Required work –
Count the lines in the listing that contain the string "butterfly", and give only that number.

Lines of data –

— Begin —

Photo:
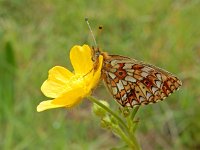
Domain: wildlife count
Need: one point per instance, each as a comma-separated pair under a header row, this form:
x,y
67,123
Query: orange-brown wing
x,y
134,83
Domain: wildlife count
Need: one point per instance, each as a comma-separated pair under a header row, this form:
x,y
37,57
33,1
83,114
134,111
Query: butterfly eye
x,y
121,74
147,83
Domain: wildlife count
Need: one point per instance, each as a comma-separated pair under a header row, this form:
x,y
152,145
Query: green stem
x,y
125,138
110,111
134,112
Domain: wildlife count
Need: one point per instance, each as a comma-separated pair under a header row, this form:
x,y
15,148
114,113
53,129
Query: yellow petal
x,y
47,105
97,74
57,82
71,98
81,59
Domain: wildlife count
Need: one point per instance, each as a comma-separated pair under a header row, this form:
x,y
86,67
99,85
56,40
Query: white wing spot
x,y
158,83
114,89
148,95
159,76
120,85
146,69
124,97
127,66
112,75
154,89
144,74
124,82
142,99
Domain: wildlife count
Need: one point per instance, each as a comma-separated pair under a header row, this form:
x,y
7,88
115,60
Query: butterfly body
x,y
132,82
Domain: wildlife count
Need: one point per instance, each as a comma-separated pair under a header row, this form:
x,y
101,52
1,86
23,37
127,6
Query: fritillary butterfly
x,y
132,82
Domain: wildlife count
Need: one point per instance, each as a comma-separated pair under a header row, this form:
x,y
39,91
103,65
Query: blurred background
x,y
37,35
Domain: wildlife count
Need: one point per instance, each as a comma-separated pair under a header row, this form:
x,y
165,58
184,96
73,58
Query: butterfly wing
x,y
134,83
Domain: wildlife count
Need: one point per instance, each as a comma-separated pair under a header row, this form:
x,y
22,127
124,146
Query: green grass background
x,y
37,35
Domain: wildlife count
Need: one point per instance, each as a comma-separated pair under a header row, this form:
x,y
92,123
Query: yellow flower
x,y
68,88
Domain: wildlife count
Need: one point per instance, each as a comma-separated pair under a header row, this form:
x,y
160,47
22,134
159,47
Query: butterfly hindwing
x,y
134,83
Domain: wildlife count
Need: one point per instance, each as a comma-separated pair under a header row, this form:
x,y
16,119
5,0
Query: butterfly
x,y
132,82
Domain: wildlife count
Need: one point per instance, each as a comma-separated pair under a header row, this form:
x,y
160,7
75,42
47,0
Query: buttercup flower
x,y
68,88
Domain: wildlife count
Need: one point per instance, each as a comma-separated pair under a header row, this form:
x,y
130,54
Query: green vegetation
x,y
37,35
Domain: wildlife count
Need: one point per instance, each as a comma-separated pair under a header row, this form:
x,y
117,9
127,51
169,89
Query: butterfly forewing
x,y
134,83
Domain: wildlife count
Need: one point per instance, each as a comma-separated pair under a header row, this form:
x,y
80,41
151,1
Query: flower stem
x,y
134,112
108,110
125,138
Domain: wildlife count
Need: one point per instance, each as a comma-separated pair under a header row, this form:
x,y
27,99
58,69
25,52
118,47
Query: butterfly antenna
x,y
95,43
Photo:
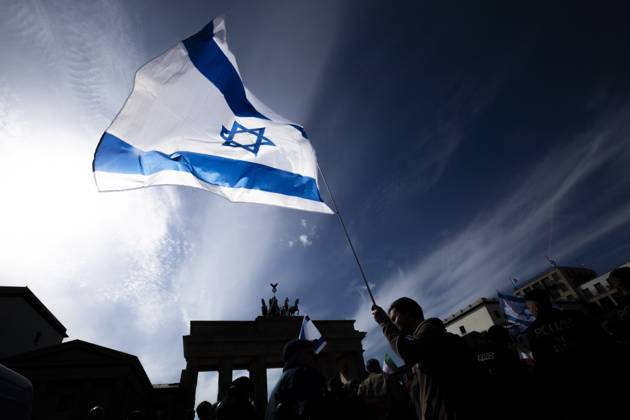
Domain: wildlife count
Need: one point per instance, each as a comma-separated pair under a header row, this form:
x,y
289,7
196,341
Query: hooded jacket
x,y
444,369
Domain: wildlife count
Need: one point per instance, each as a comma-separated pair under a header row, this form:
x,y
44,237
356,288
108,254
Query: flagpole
x,y
345,230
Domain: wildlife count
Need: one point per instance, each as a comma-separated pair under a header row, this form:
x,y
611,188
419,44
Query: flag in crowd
x,y
190,121
515,310
389,366
308,331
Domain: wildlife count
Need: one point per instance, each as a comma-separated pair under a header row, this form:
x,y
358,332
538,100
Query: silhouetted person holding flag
x,y
573,360
443,366
237,404
205,411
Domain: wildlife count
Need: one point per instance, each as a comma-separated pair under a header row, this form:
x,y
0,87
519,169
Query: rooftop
x,y
26,294
476,304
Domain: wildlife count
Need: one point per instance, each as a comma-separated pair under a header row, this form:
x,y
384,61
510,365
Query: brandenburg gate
x,y
256,346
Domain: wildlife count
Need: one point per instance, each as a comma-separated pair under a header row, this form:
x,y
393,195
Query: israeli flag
x,y
309,331
190,121
515,310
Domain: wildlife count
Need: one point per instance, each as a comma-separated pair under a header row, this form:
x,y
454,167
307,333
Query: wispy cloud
x,y
512,238
305,241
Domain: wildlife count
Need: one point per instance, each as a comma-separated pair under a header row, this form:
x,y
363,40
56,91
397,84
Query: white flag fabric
x,y
309,331
515,310
190,121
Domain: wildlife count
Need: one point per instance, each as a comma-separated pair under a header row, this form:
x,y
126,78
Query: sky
x,y
463,142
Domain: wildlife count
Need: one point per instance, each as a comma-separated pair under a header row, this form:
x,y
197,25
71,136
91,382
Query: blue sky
x,y
463,143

— End —

Response to the task –
8